▸ Your instructions: Copy out every line between the line holding "Look at this image and locate every instance of baby's leg." and the line holding "xmin=254 ymin=278 xmax=304 ymax=344", inclusive. Increase each coordinate in the answers by 70 and leave everything else unchanged.

'''

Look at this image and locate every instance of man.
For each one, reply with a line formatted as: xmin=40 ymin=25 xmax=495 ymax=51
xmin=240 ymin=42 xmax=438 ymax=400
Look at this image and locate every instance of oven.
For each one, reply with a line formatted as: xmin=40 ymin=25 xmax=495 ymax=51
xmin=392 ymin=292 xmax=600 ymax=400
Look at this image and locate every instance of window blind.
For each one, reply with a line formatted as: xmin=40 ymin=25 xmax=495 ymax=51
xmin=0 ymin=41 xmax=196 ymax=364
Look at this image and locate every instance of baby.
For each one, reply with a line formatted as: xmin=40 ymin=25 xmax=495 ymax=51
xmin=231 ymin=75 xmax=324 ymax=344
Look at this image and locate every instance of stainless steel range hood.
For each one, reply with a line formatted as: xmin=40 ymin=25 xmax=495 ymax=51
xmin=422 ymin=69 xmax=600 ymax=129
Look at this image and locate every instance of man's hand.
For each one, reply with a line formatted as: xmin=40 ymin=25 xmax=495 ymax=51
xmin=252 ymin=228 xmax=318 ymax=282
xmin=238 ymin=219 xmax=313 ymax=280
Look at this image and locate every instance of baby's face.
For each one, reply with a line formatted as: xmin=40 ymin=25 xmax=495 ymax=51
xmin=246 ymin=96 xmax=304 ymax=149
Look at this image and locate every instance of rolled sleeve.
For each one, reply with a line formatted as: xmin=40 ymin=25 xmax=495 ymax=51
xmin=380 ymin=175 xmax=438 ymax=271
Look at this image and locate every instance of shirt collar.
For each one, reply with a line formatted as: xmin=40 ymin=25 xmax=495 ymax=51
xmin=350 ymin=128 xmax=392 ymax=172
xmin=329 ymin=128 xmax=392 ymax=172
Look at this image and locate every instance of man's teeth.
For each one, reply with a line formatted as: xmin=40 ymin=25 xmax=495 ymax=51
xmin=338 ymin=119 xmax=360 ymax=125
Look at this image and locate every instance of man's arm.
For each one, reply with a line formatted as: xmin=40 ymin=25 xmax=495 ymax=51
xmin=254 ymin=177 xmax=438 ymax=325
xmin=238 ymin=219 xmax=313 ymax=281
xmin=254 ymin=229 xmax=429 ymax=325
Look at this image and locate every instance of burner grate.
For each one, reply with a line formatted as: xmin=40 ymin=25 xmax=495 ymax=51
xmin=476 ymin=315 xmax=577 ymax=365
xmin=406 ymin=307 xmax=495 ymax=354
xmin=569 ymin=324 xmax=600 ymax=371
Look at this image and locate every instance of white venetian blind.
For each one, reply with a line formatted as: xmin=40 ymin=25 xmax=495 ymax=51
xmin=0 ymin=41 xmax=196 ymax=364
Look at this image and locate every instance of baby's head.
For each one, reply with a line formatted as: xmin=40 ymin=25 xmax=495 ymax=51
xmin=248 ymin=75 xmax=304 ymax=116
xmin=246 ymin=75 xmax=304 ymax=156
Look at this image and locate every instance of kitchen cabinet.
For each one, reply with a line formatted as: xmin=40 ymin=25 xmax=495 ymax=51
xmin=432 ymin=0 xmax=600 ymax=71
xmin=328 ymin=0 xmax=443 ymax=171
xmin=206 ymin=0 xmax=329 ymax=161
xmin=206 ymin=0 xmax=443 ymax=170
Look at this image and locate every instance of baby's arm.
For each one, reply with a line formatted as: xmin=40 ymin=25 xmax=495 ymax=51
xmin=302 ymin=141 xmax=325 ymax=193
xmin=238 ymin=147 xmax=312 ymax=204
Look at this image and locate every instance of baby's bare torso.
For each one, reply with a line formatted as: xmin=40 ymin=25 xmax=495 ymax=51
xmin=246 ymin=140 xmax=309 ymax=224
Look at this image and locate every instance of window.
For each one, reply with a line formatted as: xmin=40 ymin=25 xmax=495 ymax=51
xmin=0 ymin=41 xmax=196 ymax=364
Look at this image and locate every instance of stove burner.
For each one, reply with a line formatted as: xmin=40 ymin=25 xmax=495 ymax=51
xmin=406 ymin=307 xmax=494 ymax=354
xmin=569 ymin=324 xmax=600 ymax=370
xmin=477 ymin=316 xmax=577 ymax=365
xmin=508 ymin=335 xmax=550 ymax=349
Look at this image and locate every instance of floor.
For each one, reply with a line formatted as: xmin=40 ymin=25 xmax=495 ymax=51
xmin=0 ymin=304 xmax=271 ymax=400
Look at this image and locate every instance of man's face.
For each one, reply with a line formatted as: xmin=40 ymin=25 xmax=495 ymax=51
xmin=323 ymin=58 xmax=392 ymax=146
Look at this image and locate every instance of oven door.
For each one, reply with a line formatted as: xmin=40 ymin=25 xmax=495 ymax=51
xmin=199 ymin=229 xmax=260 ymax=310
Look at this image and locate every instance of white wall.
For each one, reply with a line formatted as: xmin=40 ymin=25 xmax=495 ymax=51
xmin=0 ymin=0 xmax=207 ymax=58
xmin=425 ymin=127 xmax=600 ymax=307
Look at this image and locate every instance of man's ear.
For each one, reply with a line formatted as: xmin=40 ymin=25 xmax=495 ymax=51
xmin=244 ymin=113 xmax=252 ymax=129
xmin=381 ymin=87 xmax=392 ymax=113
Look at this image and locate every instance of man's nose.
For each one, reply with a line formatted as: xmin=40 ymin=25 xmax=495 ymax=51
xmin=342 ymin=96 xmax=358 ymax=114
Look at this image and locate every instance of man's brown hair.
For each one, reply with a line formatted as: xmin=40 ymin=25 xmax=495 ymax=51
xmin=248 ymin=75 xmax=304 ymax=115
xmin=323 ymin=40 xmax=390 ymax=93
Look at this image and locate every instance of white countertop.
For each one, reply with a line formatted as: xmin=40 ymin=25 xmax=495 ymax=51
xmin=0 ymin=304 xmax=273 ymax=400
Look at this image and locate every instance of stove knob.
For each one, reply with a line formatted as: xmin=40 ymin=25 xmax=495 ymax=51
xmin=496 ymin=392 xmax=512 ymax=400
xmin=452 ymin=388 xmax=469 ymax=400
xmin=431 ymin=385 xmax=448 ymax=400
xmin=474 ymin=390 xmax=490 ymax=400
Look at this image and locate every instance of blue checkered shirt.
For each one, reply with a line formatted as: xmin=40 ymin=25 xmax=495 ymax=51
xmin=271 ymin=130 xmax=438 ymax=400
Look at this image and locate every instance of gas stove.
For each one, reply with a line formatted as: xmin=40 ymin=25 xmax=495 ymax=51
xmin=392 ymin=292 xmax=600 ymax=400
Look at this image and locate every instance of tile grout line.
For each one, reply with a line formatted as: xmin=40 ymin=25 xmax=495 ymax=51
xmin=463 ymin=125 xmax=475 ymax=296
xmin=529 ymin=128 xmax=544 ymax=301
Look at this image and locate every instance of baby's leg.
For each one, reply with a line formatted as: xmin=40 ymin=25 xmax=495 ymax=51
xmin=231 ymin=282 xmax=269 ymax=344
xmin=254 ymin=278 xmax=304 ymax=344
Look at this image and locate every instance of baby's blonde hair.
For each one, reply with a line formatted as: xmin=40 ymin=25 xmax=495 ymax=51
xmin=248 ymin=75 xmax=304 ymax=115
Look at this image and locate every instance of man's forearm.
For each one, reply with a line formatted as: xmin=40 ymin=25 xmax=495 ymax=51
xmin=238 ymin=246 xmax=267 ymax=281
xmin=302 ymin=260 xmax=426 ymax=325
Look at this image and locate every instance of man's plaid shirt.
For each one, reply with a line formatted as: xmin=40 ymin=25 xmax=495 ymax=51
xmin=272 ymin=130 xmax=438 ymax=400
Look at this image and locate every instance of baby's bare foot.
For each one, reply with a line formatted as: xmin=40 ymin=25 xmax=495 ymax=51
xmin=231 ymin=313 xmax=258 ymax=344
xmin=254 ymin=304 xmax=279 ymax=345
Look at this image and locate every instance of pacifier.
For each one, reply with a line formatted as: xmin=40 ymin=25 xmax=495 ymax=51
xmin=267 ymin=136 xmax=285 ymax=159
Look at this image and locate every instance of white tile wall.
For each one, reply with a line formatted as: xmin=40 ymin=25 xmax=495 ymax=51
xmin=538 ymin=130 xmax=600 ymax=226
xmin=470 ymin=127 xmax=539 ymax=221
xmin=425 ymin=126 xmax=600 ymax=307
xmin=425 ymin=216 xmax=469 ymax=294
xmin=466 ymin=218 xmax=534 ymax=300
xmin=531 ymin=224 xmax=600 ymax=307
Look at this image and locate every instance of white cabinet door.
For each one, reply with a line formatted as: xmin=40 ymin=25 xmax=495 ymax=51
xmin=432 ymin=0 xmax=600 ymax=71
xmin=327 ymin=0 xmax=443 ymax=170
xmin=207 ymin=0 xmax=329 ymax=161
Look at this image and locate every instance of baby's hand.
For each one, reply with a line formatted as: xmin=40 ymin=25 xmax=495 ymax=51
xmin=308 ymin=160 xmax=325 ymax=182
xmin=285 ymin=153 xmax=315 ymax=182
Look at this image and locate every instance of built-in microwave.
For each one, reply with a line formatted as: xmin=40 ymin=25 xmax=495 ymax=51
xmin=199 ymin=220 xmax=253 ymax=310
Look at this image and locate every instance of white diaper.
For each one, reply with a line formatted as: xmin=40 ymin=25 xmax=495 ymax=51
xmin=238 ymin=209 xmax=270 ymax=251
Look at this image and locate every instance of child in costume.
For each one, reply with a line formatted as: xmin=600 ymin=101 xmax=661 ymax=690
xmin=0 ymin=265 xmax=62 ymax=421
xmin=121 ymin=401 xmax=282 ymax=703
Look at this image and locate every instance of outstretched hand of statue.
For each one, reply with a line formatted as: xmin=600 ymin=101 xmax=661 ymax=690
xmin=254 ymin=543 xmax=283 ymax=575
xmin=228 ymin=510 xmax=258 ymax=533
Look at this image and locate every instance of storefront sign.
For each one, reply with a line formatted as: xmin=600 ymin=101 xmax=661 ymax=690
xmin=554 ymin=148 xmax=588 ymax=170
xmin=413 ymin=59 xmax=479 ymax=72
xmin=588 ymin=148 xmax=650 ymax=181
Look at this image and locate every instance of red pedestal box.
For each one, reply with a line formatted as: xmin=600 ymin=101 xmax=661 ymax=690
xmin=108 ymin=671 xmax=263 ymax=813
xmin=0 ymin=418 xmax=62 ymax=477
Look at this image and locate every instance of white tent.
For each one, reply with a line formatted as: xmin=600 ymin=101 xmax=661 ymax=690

'''

▸ Final result:
Look at this image and locate every instance of baby's leg.
For each one, reply with a line formatted as: xmin=40 ymin=25 xmax=495 ymax=51
xmin=301 ymin=352 xmax=339 ymax=414
xmin=324 ymin=348 xmax=374 ymax=414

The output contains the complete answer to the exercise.